* Your instructions:
Extract the full set of records, then give each one again exactly.

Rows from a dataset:
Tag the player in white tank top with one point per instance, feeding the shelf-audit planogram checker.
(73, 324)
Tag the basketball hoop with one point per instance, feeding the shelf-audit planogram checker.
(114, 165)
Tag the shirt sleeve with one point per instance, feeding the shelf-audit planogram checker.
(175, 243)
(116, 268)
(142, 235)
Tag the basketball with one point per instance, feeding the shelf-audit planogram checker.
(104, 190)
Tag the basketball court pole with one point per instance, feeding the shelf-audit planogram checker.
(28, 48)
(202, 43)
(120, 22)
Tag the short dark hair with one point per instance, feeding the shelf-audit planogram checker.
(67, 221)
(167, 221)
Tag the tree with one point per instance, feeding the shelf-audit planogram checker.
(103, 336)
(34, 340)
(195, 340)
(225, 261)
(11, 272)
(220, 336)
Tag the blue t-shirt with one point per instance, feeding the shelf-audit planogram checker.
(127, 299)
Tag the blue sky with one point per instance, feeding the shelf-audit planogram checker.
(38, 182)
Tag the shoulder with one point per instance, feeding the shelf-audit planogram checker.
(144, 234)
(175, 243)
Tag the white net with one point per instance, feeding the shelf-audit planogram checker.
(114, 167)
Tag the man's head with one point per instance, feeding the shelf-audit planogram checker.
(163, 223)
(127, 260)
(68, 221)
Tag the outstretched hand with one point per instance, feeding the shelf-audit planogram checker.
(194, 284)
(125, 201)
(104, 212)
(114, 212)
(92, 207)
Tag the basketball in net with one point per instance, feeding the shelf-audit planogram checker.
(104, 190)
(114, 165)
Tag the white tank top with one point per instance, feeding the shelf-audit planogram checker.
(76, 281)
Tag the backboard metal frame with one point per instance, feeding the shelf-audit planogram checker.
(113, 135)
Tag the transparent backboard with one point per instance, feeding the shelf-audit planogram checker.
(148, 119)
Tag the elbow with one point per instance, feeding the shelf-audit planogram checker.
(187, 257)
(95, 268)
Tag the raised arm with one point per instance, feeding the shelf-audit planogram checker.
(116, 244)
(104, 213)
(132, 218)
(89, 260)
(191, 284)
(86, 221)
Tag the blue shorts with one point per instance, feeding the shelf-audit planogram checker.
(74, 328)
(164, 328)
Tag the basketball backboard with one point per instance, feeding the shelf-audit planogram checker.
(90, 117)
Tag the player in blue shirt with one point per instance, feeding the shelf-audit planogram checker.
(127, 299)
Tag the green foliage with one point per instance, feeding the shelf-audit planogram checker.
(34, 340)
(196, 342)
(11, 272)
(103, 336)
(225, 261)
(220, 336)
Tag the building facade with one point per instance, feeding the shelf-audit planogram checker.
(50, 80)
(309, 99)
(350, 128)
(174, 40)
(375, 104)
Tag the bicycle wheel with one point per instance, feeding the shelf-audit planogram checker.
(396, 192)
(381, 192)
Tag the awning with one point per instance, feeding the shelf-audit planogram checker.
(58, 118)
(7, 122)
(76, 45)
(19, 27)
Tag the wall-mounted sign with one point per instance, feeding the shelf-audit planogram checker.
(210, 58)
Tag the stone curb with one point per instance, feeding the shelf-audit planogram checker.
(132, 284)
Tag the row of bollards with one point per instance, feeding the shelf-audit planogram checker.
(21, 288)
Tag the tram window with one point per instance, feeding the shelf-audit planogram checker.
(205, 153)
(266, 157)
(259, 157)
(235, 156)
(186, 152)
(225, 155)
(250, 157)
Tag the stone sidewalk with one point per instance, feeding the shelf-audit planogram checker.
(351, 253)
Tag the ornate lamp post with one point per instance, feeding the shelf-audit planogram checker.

* Result:
Tag the player in white tank top with one point per instance, feeding the shelf-audit planogram checker.
(73, 324)
Tag the basketball hoop with one point per instance, feeding the shelf-audit planogram checker.
(114, 165)
Tag the shirt sleeve with one point per instance, feeding the shelf-audit planogram checker.
(175, 243)
(116, 268)
(142, 235)
Tag the basketball with one point per instance, feeding the shelf-audit planogram checker.
(104, 190)
Tag the basketball court pole with one point per instance, feeding the shelf-audit planogram checker.
(28, 48)
(202, 43)
(120, 22)
Tag the short dark hair with one point per instance, feeding the shelf-audit planogram checker.
(67, 221)
(167, 221)
Tag the tree with one point per instance, feeding the shelf-audit planogram checker.
(103, 336)
(34, 340)
(195, 340)
(225, 261)
(11, 272)
(220, 336)
Tag the blue t-shirt with one point per instance, feeding the shelf-audit planogram checker.
(127, 299)
Tag the blue sky with one point per instance, feeding the shelf-audit planogram checker.
(38, 182)
Tag the shoulder with one point per instance, feeding the shelf-audit planogram checker.
(144, 234)
(175, 243)
Tag the white net with one point per instance, feeding the shelf-audit planogram checker.
(114, 167)
Tag the man's head with one point per instance, feeding the shelf-audit planogram checker.
(163, 223)
(127, 260)
(68, 221)
Tag the outstretched hand with one point per instance, feeding the shelf-audit planogram checker.
(194, 284)
(125, 201)
(104, 212)
(114, 212)
(92, 207)
Tag the basketball in net with one point per instance, feeding the shelf-audit planogram checker.
(104, 190)
(114, 165)
Tag the white tank top with one point per instance, feeding the shelf-audit planogram checker.
(76, 281)
Tag the backboard metal frame with one point per instance, feeding the shelf-audit planogram checker.
(113, 135)
Tag the transparent backboard with one point per instance, feeding the shelf-audit planogram checker.
(148, 119)
Tag the elbow with one point per instance, feeding the shelf-audit planogram checker.
(187, 257)
(95, 268)
Tag the raised arm with one point per instance, feeding the shelf-audit planogram checker.
(116, 244)
(104, 213)
(132, 218)
(89, 260)
(191, 284)
(86, 221)
Tag the blue shorts with one point per instance, feeding the shelf-audit planogram checker.
(74, 328)
(164, 328)
Tag the basketball backboard with one point per instance, feeding the shelf-audit planogram checker.
(90, 117)
Tag the player in blue shirt with one point per instance, feeding the shelf-audit planogram checker.
(127, 299)
Tag the green foliage with one point per instance, feeding the shelf-audit planogram checker.
(34, 340)
(196, 342)
(11, 272)
(103, 336)
(225, 261)
(220, 336)
Tag the building facade with one point per instance, feeding the shelf-audit planogram checker.
(50, 80)
(309, 99)
(350, 128)
(174, 40)
(375, 104)
Tag the bicycle wheel with one point per instance, feeding the shelf-audit planogram checker.
(396, 192)
(381, 192)
Tag the awning with one point per instance, feeding the shelf-audit planogram checker.
(58, 118)
(7, 122)
(76, 45)
(19, 27)
Tag the wall-mounted sign with one point per instance, feeding the shelf-audit planogram checker.
(210, 58)
Tag the stone curb with one point per instance, feeding the shelf-audit planogram checker.
(132, 284)
Tag the row of bollards with one point per instance, feeding the shelf-audit planogram checker.
(21, 288)
Tag the tram window with one point per instance, feeding the shelf-audit planogram checker.
(205, 153)
(266, 157)
(259, 157)
(235, 156)
(186, 152)
(225, 155)
(250, 157)
Tag the stone sidewalk with one point per instance, feeding the shelf-audit planogram checker.
(351, 253)
Tag the ornate lamp post with one point per instance, feeding the shelf-audit planogram checker.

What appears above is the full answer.